» What the exercise asks:
Copy the records below word for word, only the stretch from the line containing "of the airstair" through the line containing "column 790, row 661", with both of those lines included.

# Start of Data shown

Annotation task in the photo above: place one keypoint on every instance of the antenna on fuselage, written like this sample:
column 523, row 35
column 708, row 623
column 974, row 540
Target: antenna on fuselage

# End of Data shown
# Start of Data shown

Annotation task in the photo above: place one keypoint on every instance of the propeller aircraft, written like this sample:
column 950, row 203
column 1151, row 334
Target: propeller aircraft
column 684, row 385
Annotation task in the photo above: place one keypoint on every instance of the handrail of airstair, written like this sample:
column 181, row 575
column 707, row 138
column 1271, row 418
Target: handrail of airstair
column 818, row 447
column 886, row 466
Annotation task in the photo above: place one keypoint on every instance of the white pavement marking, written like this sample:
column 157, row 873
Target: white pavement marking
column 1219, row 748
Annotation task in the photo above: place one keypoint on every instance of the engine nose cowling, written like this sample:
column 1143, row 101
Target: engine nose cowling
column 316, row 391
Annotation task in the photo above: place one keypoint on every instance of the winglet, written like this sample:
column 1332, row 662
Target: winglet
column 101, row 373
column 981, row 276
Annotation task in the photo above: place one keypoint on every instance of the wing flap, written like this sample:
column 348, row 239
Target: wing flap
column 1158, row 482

# End of Data shown
# Start of Data shown

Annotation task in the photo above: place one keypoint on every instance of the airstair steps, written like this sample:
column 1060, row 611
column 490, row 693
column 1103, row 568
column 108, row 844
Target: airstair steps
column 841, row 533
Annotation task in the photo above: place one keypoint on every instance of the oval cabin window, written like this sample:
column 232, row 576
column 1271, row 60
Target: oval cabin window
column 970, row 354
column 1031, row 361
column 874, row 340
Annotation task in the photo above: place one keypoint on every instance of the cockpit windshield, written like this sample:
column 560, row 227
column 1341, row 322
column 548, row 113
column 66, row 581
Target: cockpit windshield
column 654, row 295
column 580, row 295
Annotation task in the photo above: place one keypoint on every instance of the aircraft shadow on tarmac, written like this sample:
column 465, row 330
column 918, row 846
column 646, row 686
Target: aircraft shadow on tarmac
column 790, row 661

# End of Data shown

» Exercise solution:
Annotation task in the photo above: place one keypoint on every instance of the airstair steps, written like this sample:
column 1060, row 611
column 490, row 693
column 1103, row 568
column 108, row 844
Target: airstair steps
column 841, row 533
Annotation task in the photo above: place one keypoint on every instance of the oval cabin window, written like this sample:
column 232, row 576
column 1271, row 60
Target: oval cabin window
column 970, row 354
column 1031, row 361
column 874, row 340
Annotation task in the photo above: place one keypoint on every instance of the cockpit windshield, written like this sample:
column 560, row 227
column 1341, row 322
column 548, row 113
column 66, row 581
Target: cockpit windshield
column 654, row 295
column 580, row 295
Annotation task in the photo above: place one keypoint on every instance of the aircraft shadow on tarmac, written like this sample:
column 465, row 330
column 918, row 846
column 646, row 686
Target: aircraft shadow on tarmac
column 790, row 661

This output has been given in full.